**What is required**:
Can you lay out every line of the data below as a numbered list, leaving out any blank lines?

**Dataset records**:
*-*-*

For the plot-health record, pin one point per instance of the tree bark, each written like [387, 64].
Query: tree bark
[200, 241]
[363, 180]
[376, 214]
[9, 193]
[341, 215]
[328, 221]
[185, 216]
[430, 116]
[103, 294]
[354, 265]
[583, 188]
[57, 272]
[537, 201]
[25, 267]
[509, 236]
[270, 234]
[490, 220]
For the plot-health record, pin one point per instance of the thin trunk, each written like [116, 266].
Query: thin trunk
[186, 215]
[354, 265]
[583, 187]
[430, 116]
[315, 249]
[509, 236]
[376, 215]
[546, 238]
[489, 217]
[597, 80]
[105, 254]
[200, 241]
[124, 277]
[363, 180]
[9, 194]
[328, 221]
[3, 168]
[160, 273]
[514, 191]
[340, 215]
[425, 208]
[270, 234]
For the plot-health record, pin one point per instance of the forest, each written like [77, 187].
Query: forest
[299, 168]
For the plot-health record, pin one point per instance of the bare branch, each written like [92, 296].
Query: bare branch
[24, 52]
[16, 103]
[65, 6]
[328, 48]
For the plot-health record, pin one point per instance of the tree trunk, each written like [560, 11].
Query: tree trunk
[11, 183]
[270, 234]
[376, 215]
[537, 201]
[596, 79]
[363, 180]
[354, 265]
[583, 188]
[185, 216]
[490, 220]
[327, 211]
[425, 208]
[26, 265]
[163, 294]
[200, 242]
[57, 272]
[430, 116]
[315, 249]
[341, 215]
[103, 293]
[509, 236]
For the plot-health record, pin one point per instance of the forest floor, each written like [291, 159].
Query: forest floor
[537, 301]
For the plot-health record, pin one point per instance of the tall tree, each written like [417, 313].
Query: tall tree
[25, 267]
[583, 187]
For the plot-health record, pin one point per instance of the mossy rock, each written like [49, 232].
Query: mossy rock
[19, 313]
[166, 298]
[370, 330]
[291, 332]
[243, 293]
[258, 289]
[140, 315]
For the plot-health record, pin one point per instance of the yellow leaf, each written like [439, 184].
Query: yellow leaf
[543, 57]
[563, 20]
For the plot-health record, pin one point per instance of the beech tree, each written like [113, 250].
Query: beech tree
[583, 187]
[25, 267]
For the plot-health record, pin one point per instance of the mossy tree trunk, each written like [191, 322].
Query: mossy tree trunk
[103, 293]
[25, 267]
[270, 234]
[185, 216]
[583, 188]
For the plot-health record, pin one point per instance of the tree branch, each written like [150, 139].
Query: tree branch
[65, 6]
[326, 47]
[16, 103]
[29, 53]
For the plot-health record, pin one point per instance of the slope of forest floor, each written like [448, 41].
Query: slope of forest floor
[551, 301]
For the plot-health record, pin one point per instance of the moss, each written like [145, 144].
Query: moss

*-*-*

**Response for this exercise**:
1. For the plot-health record, pin one point per instance of the tree bark, each written like [387, 64].
2. Query: tree bark
3. [200, 241]
4. [363, 180]
5. [376, 214]
6. [9, 193]
7. [341, 215]
8. [328, 221]
9. [185, 216]
10. [430, 116]
11. [103, 294]
12. [354, 265]
13. [583, 188]
14. [57, 272]
15. [537, 201]
16. [25, 267]
17. [509, 236]
18. [270, 234]
19. [490, 220]
20. For the plot-health record, pin one point per instance of the thin trunk, each written like [116, 266].
21. Query: thin trunk
22. [186, 215]
23. [354, 265]
24. [583, 187]
25. [430, 116]
26. [315, 249]
27. [509, 236]
28. [376, 215]
29. [546, 238]
30. [489, 217]
31. [597, 80]
32. [105, 254]
33. [200, 241]
34. [124, 277]
35. [363, 180]
36. [9, 194]
37. [328, 221]
38. [3, 168]
39. [160, 273]
40. [514, 191]
41. [340, 215]
42. [425, 208]
43. [270, 234]
44. For the plot-health record, pin one point per instance of the forest, each written like [77, 187].
45. Query: forest
46. [299, 168]
47. For the plot-health record, pin one point per instance of the bare branch, each written like [92, 296].
48. Query: bare branch
49. [24, 52]
50. [16, 103]
51. [65, 6]
52. [328, 48]
53. For the plot-health record, pin one point per instance of the tree trunk, each written like [560, 11].
54. Query: tree trunk
55. [11, 183]
56. [270, 234]
57. [376, 215]
58. [537, 201]
59. [596, 79]
60. [363, 180]
61. [354, 265]
62. [583, 188]
63. [185, 216]
64. [490, 220]
65. [327, 211]
66. [425, 208]
67. [26, 265]
68. [163, 294]
69. [200, 242]
70. [57, 272]
71. [430, 116]
72. [315, 249]
73. [341, 215]
74. [103, 293]
75. [509, 236]
76. For the plot-health record, pin one point per instance of the forest floor, each written like [291, 159].
77. Query: forest floor
78. [537, 301]
79. For the plot-health record, pin one point per instance of the tall tree, each written like [417, 313].
80. Query: tall tree
81. [25, 267]
82. [583, 187]
83. For the plot-health record, pin one point per instance of the mossy rock, each written like [49, 232].
84. Query: mossy rock
85. [19, 313]
86. [166, 298]
87. [370, 330]
88. [291, 332]
89. [243, 293]
90. [258, 289]
91. [140, 315]
92. For the plot-health record, pin one point per instance of the yellow leaf, each written like [439, 184].
93. Query: yellow leaf
94. [543, 57]
95. [563, 20]
96. For the plot-health record, pin one point per instance of the beech tree, each written like [113, 250].
97. Query: beech tree
98. [583, 187]
99. [25, 267]
100. For the plot-health record, pin one point per instance of the mossy tree trunk, each written like [191, 322].
101. Query: mossy tree trunk
102. [103, 293]
103. [25, 267]
104. [270, 234]
105. [185, 216]
106. [583, 188]
107. For the plot-health record, pin one point per instance of the tree branch, each written like [150, 139].
108. Query: tree branch
109. [65, 6]
110. [326, 47]
111. [16, 103]
112. [29, 53]
113. For the plot-health record, pin one point per instance of the slope of forest floor, each written like [448, 41].
114. Query: slope of forest floor
115. [551, 301]
116. For the plot-health record, pin one point per instance of the moss, each written like [145, 144].
117. Query: moss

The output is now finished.